§ Directions:
Character for character, write out the data below.

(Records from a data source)

[Start of section]

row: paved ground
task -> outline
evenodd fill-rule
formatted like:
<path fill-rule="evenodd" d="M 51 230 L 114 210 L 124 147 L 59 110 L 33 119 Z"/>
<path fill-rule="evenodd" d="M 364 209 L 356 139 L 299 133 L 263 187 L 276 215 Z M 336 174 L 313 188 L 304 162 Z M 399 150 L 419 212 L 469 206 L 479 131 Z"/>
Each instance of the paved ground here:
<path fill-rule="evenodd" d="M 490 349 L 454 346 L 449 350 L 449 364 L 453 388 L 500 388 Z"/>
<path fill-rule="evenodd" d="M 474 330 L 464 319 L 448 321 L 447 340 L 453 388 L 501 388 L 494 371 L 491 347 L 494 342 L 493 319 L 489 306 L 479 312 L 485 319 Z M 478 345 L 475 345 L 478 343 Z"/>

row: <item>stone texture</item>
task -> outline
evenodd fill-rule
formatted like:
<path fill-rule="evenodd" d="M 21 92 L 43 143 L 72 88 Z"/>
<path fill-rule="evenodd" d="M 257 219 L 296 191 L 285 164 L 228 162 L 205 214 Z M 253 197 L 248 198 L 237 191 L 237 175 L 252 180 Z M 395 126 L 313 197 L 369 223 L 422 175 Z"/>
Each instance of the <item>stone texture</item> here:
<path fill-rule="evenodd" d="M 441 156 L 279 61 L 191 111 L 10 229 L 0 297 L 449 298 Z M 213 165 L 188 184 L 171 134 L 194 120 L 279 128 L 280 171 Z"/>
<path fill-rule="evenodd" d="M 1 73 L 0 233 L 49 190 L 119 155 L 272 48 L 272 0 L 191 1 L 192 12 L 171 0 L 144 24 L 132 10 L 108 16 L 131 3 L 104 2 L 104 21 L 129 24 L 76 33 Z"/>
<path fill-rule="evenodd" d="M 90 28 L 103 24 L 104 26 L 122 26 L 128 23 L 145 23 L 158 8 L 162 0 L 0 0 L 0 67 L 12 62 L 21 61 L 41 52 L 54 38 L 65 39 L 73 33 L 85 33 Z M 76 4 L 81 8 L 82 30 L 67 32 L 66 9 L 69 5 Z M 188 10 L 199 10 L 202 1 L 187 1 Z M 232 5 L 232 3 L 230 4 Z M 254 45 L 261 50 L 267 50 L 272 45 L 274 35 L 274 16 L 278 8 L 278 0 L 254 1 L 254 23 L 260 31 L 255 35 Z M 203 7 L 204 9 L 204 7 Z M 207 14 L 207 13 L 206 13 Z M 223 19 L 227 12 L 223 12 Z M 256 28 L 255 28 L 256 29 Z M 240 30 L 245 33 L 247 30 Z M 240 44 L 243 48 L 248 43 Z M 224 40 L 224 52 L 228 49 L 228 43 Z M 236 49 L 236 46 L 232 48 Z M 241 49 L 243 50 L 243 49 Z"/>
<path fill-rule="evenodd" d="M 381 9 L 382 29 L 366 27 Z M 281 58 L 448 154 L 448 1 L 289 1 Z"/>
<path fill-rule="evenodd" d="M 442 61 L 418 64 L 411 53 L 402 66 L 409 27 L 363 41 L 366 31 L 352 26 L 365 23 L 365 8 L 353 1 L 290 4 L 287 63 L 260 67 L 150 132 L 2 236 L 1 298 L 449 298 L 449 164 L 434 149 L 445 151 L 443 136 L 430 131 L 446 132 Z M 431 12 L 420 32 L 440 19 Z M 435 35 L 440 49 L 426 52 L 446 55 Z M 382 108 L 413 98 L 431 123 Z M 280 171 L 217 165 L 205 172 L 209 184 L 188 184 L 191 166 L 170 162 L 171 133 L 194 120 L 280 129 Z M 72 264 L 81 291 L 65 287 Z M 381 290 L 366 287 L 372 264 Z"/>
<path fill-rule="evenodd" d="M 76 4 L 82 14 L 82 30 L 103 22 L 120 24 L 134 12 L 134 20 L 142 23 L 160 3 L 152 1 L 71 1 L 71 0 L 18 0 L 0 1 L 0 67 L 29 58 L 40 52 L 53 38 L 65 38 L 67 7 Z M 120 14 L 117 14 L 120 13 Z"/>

[End of section]

§ Final answer:
row: paved ground
task -> outline
evenodd fill-rule
formatted like:
<path fill-rule="evenodd" d="M 51 230 L 114 210 L 124 147 L 59 110 L 33 119 Z"/>
<path fill-rule="evenodd" d="M 364 209 L 356 139 L 299 133 L 263 187 L 276 215 Z M 336 174 L 313 188 L 304 162 Z M 399 150 L 419 212 L 469 206 L 479 131 Z"/>
Each instance of the paved ground here:
<path fill-rule="evenodd" d="M 490 349 L 454 346 L 449 350 L 449 364 L 453 388 L 500 388 Z"/>
<path fill-rule="evenodd" d="M 474 330 L 464 319 L 448 321 L 447 340 L 453 388 L 501 388 L 494 371 L 491 347 L 494 342 L 493 319 L 489 306 L 479 312 L 485 319 Z M 478 345 L 475 345 L 478 343 Z"/>

row: <item>stone texture</item>
task -> outline
evenodd fill-rule
formatted like:
<path fill-rule="evenodd" d="M 21 92 L 43 143 L 72 88 Z"/>
<path fill-rule="evenodd" d="M 257 219 L 296 191 L 285 164 L 228 162 L 205 214 Z M 253 197 L 248 198 L 237 191 L 237 175 L 252 180 Z M 395 126 L 313 197 L 369 223 L 422 175 Z"/>
Each instance of the <item>stone texture</item> here:
<path fill-rule="evenodd" d="M 441 156 L 279 61 L 191 111 L 10 229 L 0 297 L 449 298 Z M 213 165 L 188 184 L 171 134 L 194 120 L 279 128 L 280 171 Z"/>
<path fill-rule="evenodd" d="M 1 73 L 0 233 L 49 190 L 119 155 L 272 48 L 272 0 L 191 1 L 192 12 L 171 0 L 144 24 L 132 10 L 108 16 L 131 3 L 104 2 L 104 21 L 129 24 L 76 33 Z"/>
<path fill-rule="evenodd" d="M 90 28 L 103 24 L 104 26 L 122 26 L 128 23 L 145 23 L 158 8 L 162 0 L 0 0 L 0 67 L 12 62 L 21 61 L 41 52 L 54 38 L 65 39 L 73 33 L 85 33 Z M 76 4 L 81 8 L 82 30 L 67 32 L 66 9 L 69 5 Z M 188 10 L 199 10 L 202 1 L 187 1 Z M 232 5 L 232 3 L 230 4 Z M 254 45 L 261 50 L 267 50 L 272 45 L 274 35 L 274 16 L 278 8 L 278 0 L 254 1 L 254 23 L 260 31 L 255 35 Z M 203 7 L 204 9 L 204 7 Z M 207 14 L 207 13 L 206 13 Z M 223 19 L 227 12 L 223 12 Z M 256 28 L 255 28 L 256 29 Z M 240 30 L 245 33 L 247 30 Z M 240 44 L 243 48 L 248 43 Z M 224 40 L 224 52 L 228 49 L 228 43 Z M 236 49 L 236 46 L 232 48 Z M 241 49 L 243 50 L 243 49 Z"/>
<path fill-rule="evenodd" d="M 381 9 L 382 29 L 366 27 Z M 281 58 L 448 154 L 448 1 L 289 1 Z"/>
<path fill-rule="evenodd" d="M 442 61 L 418 64 L 411 53 L 402 66 L 409 27 L 363 41 L 366 31 L 352 26 L 365 23 L 365 8 L 353 1 L 290 4 L 287 63 L 260 67 L 150 132 L 2 236 L 1 298 L 449 298 L 449 164 L 434 149 L 445 151 L 443 136 L 430 131 L 446 132 Z M 431 12 L 420 32 L 440 19 Z M 435 35 L 440 49 L 426 52 L 446 55 Z M 382 108 L 413 98 L 431 123 Z M 280 171 L 217 165 L 205 172 L 209 184 L 188 184 L 191 166 L 170 162 L 171 133 L 194 120 L 280 129 Z M 72 264 L 81 291 L 65 287 Z M 381 290 L 366 287 L 372 264 Z"/>
<path fill-rule="evenodd" d="M 76 4 L 82 14 L 82 30 L 103 22 L 120 24 L 134 12 L 134 20 L 142 23 L 160 3 L 152 1 L 71 1 L 71 0 L 18 0 L 0 1 L 0 67 L 29 58 L 40 52 L 53 38 L 65 38 L 67 7 Z M 120 14 L 117 14 L 120 13 Z"/>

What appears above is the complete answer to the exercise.